Satellite connected servers go to Unknown state (Too many open files) after the upgrade from 2.10.5 to 2.11

Hi guys,

After we upgraded the every server to the last version of icinga (from 2.10.5 to 2.11) we’re getting this error: “Exception occurred while checking ‘server_name!ssh’: Error: Function call ‘pipe2’ failed with error code 24, ‘Too many open files’” only to the servers connected to the satellite.
Our configuration is:
1 master (in x location) with some clients that have the master as the parent
1 satellite (in another location) with some clients connected to it.

As mentioned before this error appears 2-3 times per day only to the servers connected to the satellite. One thing i’ve noticed: if i restart the icinga2 process on satellite everything goes back again.
Except for the services going to Unknown state, also the host appears as “Down” in icinga.

What i’ve tried is to increase the limits in limits.conf file, but that didn’t helped. Also, i’ve uncommented the line from the limits.conf file “# May also cause problems, uncomment if you have any
#LimitNPROC=62883” without any good result, it’s still the same.

####

== Instruction 1 ==
Copy the listing's lines from the one containing "Within each <instance>" through the one containing "negative clicks: (742, 368) (724, 371)", including both.
== Instruction 2 ==
Continue the forum post about the Icinga upgrade from where it stops.
The listing below is unrelated to the forum post about the Icinga upgrade.

####

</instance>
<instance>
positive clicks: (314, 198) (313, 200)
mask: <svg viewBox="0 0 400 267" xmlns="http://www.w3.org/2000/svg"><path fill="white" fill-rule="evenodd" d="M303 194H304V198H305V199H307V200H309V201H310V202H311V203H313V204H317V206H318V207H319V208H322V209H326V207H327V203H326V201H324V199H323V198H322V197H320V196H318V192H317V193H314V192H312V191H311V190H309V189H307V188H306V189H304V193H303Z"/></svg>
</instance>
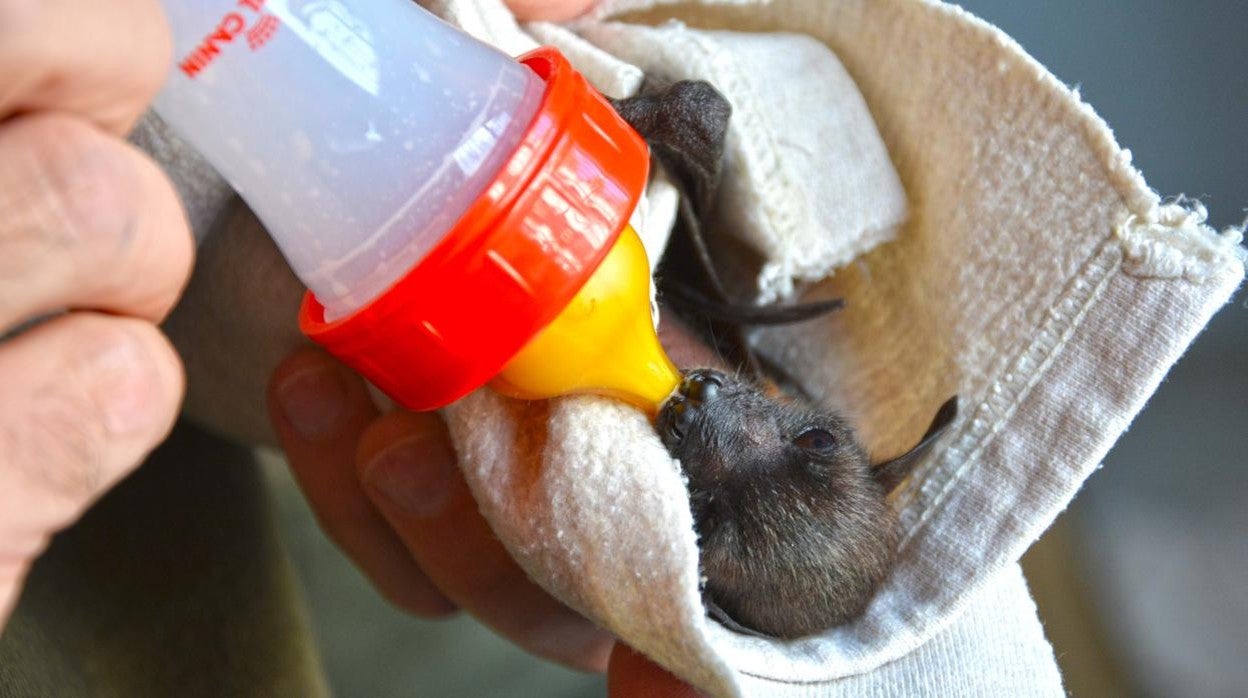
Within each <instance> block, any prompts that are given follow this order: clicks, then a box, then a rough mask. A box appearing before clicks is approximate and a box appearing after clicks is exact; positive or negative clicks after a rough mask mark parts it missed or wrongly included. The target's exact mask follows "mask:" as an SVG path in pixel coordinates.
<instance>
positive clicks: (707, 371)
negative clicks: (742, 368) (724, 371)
mask: <svg viewBox="0 0 1248 698" xmlns="http://www.w3.org/2000/svg"><path fill="white" fill-rule="evenodd" d="M726 380H728V376H725V375H724V373H720V372H719V371H715V370H714V368H695V370H693V371H689V372H688V373H685V378H684V380H683V381H680V395H683V396H685V398H686V400H688V401H689V402H693V403H695V405H701V403H704V402H709V401H711V400H714V398H715V396H716V395H719V388H721V387H724V381H726Z"/></svg>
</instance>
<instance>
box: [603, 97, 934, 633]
mask: <svg viewBox="0 0 1248 698" xmlns="http://www.w3.org/2000/svg"><path fill="white" fill-rule="evenodd" d="M614 104H615V106H617V109H618V110H619V112H620V114H622V115H623V116H624V117H625V120H628V121H629V122H630V124H631V125H633V126H634V127H635V129H636V130H638V132H640V134H641V135H643V137H645V139H646V141H648V142H649V144H650V146H651V150H653V151H654V154H655V155H656V156H658V157H659V160H660V161H661V162H663V164H664V165H665V166H666V167H668V170H669V171H670V172H671V174H673V175H674V176H675V179H676V181H678V186H680V189H681V190H683V191H684V192H685V195H686V196H685V197H684V201H683V204H681V216H680V226H679V230H680V231H681V235H679V236H678V237H676V238H674V241H673V243H671V245H670V246H669V251H668V255H666V257H665V258H664V265H663V267H661V276H660V298H661V300H663V301H664V302H666V303H668V305H669V307H671V306H674V307H676V310H680V311H681V312H683V313H684V315H686V316H689V317H693V318H695V320H696V321H698V326H699V327H708V328H709V332H708V333H709V337H708V338H709V340H710V341H711V342H713V343H714V345H715V346H716V350H719V352H720V355H721V356H725V357H728V358H729V360H730V361H734V362H736V363H739V365H740V366H741V367H744V368H746V371H748V372H751V373H755V375H758V376H759V380H743V378H740V377H736V376H729V375H726V373H724V372H720V371H715V370H711V368H693V370H686V371H685V380H684V382H683V383H681V386H680V390H679V391H678V392H676V395H674V396H673V397H671V398H670V400H669V401H668V402H666V403H665V405H664V407H663V410H661V411H660V413H659V417H658V422H656V425H658V428H659V433H660V436H661V438H663V442H664V445H665V446H666V447H668V451H669V452H671V455H673V456H674V457H676V458H678V460H679V461H680V465H681V467H683V468H684V471H685V473H686V476H688V482H689V496H690V507H691V509H693V514H694V523H695V526H696V528H698V533H699V537H700V541H699V547H700V552H701V568H703V574H704V577H705V586H704V591H703V593H704V599H705V601H706V607H708V611H709V612H710V613H711V614H713V616H714V617H716V618H719V619H720V621H721V622H724V623H725V624H726V626H729V627H731V628H734V629H739V631H744V632H753V633H758V634H766V636H774V637H780V638H797V637H804V636H810V634H814V633H817V632H821V631H825V629H827V628H830V627H832V626H836V624H840V623H844V622H846V621H850V619H852V618H854V617H856V616H859V614H860V613H861V612H862V611H864V608H865V607H866V604H867V602H869V601H870V599H871V596H872V594H874V593H875V589H876V588H877V587H879V584H880V583H881V582H882V581H884V578H885V576H886V574H887V573H889V569H890V568H891V566H892V561H894V556H895V553H896V547H897V539H899V531H897V517H896V513H895V512H894V511H892V507H891V506H890V504H889V503H887V501H886V497H887V494H889V492H891V491H892V488H894V487H896V486H897V484H899V483H900V482H901V481H902V479H905V478H906V476H907V474H909V473H910V471H911V469H912V467H914V465H915V463H916V462H917V461H919V460H920V457H921V456H922V455H924V453H925V452H926V451H927V450H929V447H930V446H931V445H932V443H934V442H935V441H936V438H937V437H938V436H940V433H941V432H942V431H943V430H945V427H947V426H948V423H950V422H952V420H953V417H955V416H956V412H957V407H956V398H952V400H950V401H948V402H946V403H945V405H943V406H942V407H941V410H940V411H938V412H937V415H936V418H935V420H934V421H932V425H931V427H930V430H929V432H927V435H926V436H925V437H924V440H922V441H921V442H920V443H919V446H916V447H915V448H912V450H911V451H910V452H907V453H906V455H904V456H901V457H899V458H895V460H892V461H889V462H886V463H881V465H876V466H872V465H871V461H870V457H869V455H867V452H866V450H865V448H864V447H862V446H861V445H860V443H859V440H857V437H856V435H855V432H854V428H852V427H851V426H850V425H849V423H847V422H846V421H845V420H844V418H842V417H841V416H839V415H837V413H836V412H831V411H824V410H819V408H815V407H812V406H810V405H809V401H804V400H799V398H773V397H769V396H768V393H769V392H776V391H769V390H765V387H764V385H763V382H761V373H763V371H761V367H763V362H760V361H759V360H758V357H755V356H754V353H753V352H751V351H750V347H749V343H748V342H746V341H745V337H744V335H743V333H741V332H743V326H749V325H759V323H778V322H795V321H801V320H809V318H811V317H815V316H819V315H822V313H826V312H830V311H832V310H836V308H839V307H840V306H841V301H840V300H836V301H826V302H819V303H806V305H796V306H784V307H771V308H759V307H753V306H748V305H743V303H736V302H733V301H731V300H730V298H728V295H726V292H725V290H724V283H723V281H721V280H720V278H719V276H718V272H716V268H715V265H714V263H713V261H711V256H710V253H709V248H708V246H706V243H705V240H704V237H703V235H701V230H700V220H704V219H705V217H706V214H708V211H709V209H710V207H711V206H713V204H714V192H715V184H716V181H718V177H719V169H720V161H721V157H723V149H724V136H725V134H726V129H728V120H729V115H730V112H731V110H730V107H729V105H728V101H726V100H725V99H724V97H723V96H721V95H719V92H718V91H715V90H714V87H711V86H710V85H708V84H705V82H676V84H674V85H670V86H668V87H660V89H654V87H653V86H650V87H648V89H646V90H644V92H643V96H639V97H633V99H629V100H622V101H618V102H614ZM688 262H693V263H691V265H690V263H688Z"/></svg>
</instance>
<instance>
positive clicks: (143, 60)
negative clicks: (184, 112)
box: [0, 0, 172, 135]
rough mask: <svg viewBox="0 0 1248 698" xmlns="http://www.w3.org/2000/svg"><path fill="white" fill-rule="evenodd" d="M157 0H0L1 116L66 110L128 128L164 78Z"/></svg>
mask: <svg viewBox="0 0 1248 698" xmlns="http://www.w3.org/2000/svg"><path fill="white" fill-rule="evenodd" d="M171 51H172V49H171V39H170V35H168V26H167V24H166V21H165V15H163V12H162V11H161V7H160V4H158V2H157V1H156V0H114V1H111V2H82V1H81V0H42V1H37V0H0V121H2V120H4V119H6V117H9V116H11V115H14V114H21V112H34V111H61V112H69V114H74V115H77V116H81V117H84V119H86V120H87V121H90V122H92V124H96V125H99V126H101V127H102V129H105V130H107V131H111V132H112V134H115V135H121V134H125V132H126V131H129V130H130V127H131V126H132V125H134V122H135V119H137V117H139V115H140V114H142V111H144V109H145V107H146V105H147V102H149V101H151V99H152V96H154V95H155V94H156V91H157V90H158V89H160V86H161V84H162V82H163V81H165V76H166V74H167V71H168V69H170V66H171V65H172V57H171V55H172V52H171Z"/></svg>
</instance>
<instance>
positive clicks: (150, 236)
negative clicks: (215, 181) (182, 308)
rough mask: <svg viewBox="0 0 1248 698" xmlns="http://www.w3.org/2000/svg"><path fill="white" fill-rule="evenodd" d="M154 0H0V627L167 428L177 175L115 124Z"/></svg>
mask: <svg viewBox="0 0 1248 698" xmlns="http://www.w3.org/2000/svg"><path fill="white" fill-rule="evenodd" d="M170 62H171V61H170V37H168V34H167V29H166V26H165V21H163V16H162V14H161V11H160V6H158V5H157V4H156V1H155V0H121V1H117V2H80V1H76V0H44V1H41V2H22V1H16V2H12V1H0V211H2V215H0V336H2V335H5V332H14V331H16V330H17V328H20V327H22V326H24V323H26V322H29V321H31V320H34V318H37V317H41V316H45V315H49V313H59V312H60V311H65V312H62V313H60V315H57V316H56V317H54V318H51V320H47V321H46V322H42V323H40V325H37V326H34V327H29V328H26V330H24V331H17V332H16V333H15V335H12V336H10V337H7V338H5V340H4V341H2V342H0V385H2V386H4V391H2V392H0V626H2V623H4V622H5V619H6V618H7V617H9V613H10V612H11V609H12V606H14V604H15V602H16V599H17V596H19V592H20V588H21V583H22V579H24V578H25V576H26V571H27V569H29V567H30V564H31V562H32V561H34V559H35V558H36V557H37V556H39V554H40V553H41V552H42V549H44V548H45V547H46V546H47V542H49V539H50V538H51V536H52V534H55V533H56V532H57V531H60V529H62V528H65V527H67V526H69V524H70V523H72V522H74V521H75V519H76V518H77V517H79V516H80V514H81V513H82V512H84V511H85V509H86V508H87V507H89V506H90V504H91V503H92V502H94V501H95V499H96V498H97V497H99V496H100V494H101V493H102V492H104V491H106V489H107V488H109V487H111V486H112V484H114V483H116V482H117V481H120V479H121V478H122V477H125V476H126V474H127V473H129V472H130V471H131V469H132V468H134V467H135V466H136V465H137V463H139V462H140V461H141V460H142V458H144V456H145V455H146V453H147V451H150V450H151V448H152V447H154V446H155V445H156V443H158V442H160V441H161V440H162V438H163V437H165V435H166V433H167V432H168V430H170V427H171V426H172V422H173V418H175V416H176V413H177V406H178V402H180V400H181V396H182V368H181V365H180V362H178V358H177V356H176V355H175V352H173V350H172V348H171V346H170V345H168V342H167V341H166V340H165V337H163V336H162V335H161V332H160V331H158V330H157V328H156V326H155V323H156V322H157V321H160V318H161V317H163V316H165V313H166V312H167V311H168V310H170V307H171V306H172V305H173V302H175V301H176V300H177V296H178V292H180V291H181V288H182V286H183V283H185V282H186V277H187V275H188V273H190V265H191V257H192V246H191V236H190V231H188V230H187V225H186V220H185V216H183V214H182V209H181V205H180V204H178V200H177V196H176V195H175V194H173V189H172V186H171V185H170V184H168V182H167V181H166V179H165V176H163V174H162V172H161V171H160V169H157V167H156V165H155V164H152V162H151V161H149V160H147V159H146V157H145V156H142V155H141V154H140V152H139V151H136V150H135V149H132V147H131V146H129V145H127V144H125V142H124V140H122V137H121V136H122V135H124V134H125V132H126V131H127V130H129V129H130V126H131V125H132V124H134V121H135V119H137V116H139V115H140V114H141V112H142V110H144V107H145V106H146V105H147V101H149V100H150V99H151V97H152V95H155V92H156V90H157V89H158V87H160V85H161V82H162V80H163V79H165V74H166V70H167V67H168V65H170Z"/></svg>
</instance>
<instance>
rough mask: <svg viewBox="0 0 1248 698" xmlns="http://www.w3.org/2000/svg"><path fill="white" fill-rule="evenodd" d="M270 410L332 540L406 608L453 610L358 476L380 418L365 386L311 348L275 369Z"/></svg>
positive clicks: (367, 573)
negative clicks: (405, 547)
mask: <svg viewBox="0 0 1248 698" xmlns="http://www.w3.org/2000/svg"><path fill="white" fill-rule="evenodd" d="M268 406H270V416H271V418H272V422H273V427H275V430H276V431H277V435H278V438H280V441H281V443H282V448H283V450H285V451H286V458H287V460H288V461H290V465H291V471H292V472H293V473H295V479H296V481H297V482H298V483H300V488H301V489H303V494H305V496H306V497H307V499H308V502H310V503H311V504H312V511H313V513H314V514H316V517H317V519H318V521H319V522H321V527H322V528H324V531H326V533H327V534H328V536H329V538H332V539H333V541H334V543H337V544H338V547H339V548H342V551H343V552H346V553H347V556H349V557H351V559H353V561H354V562H356V564H358V566H359V568H361V569H362V571H363V572H364V573H366V574H367V576H368V577H369V579H372V582H373V584H374V586H376V587H377V589H378V591H379V592H381V593H382V596H384V597H386V598H387V599H389V601H391V602H392V603H394V604H396V606H398V607H399V608H403V609H406V611H408V612H411V613H414V614H417V616H422V617H438V616H446V614H447V613H451V612H453V611H454V609H456V607H454V604H453V603H451V602H449V601H447V598H446V597H444V596H442V593H441V592H438V589H437V588H436V587H434V586H433V583H432V582H429V579H428V577H426V576H424V573H423V572H421V568H419V566H417V563H416V561H413V559H412V556H411V554H409V553H408V552H407V548H404V547H403V543H402V542H401V541H399V539H398V537H397V536H396V534H394V531H392V529H391V527H389V524H388V523H386V521H384V519H383V518H382V517H381V514H378V513H377V511H376V509H374V508H373V504H372V502H371V501H369V499H368V497H367V496H366V494H364V491H363V489H362V488H361V486H359V481H358V479H357V478H356V468H354V466H353V463H354V455H356V447H357V446H358V442H359V437H361V435H362V433H363V431H364V428H366V427H367V426H368V423H369V422H372V421H373V420H374V418H377V408H376V407H373V403H372V402H371V401H369V398H368V395H367V393H366V391H364V386H363V382H362V381H361V380H359V378H358V377H357V376H354V375H353V373H351V372H349V371H348V370H347V368H344V367H343V366H342V365H339V363H337V362H336V361H333V360H332V358H329V357H328V356H326V355H324V353H322V352H319V351H316V350H307V351H303V352H300V353H296V355H295V356H292V357H291V358H288V360H287V361H285V362H283V363H282V365H281V366H278V367H277V370H276V371H275V372H273V380H272V382H271V385H270V396H268Z"/></svg>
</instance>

####

== Response box 1 ==
Within each <instance> block, any prompts that are given follow this order: clicks, then a box, then a rough mask. A box appearing before clicks is approximate and a box appearing after clicks is exact; positive or negative clicks after a rough mask mark parts it missed or wrongly included. The target's exact mask follows "mask:" as an SVG path in pixel coordinates.
<instance>
positive clicks: (707, 371)
negative clicks: (742, 368) (724, 371)

== Response box 2 ==
Do you have some thoughts what I can do in order to not get this error?
LE: I’m using Ubuntu 18.04 version on both (master + satellite).

Thanks in advance for your help!

Hi,

LimitNPROC unfortunately is the wrong parameter, that only controls the number of processes spawned. This is the directive required when fork() fails with errors. In this case, you’re hidding a file descriptor limit.

A file descriptor on Linux/Unix can be multiple things - a file handle, a socket or even a pipe. The communication between the process spawn helper and check execution processes uses a pipe in the background.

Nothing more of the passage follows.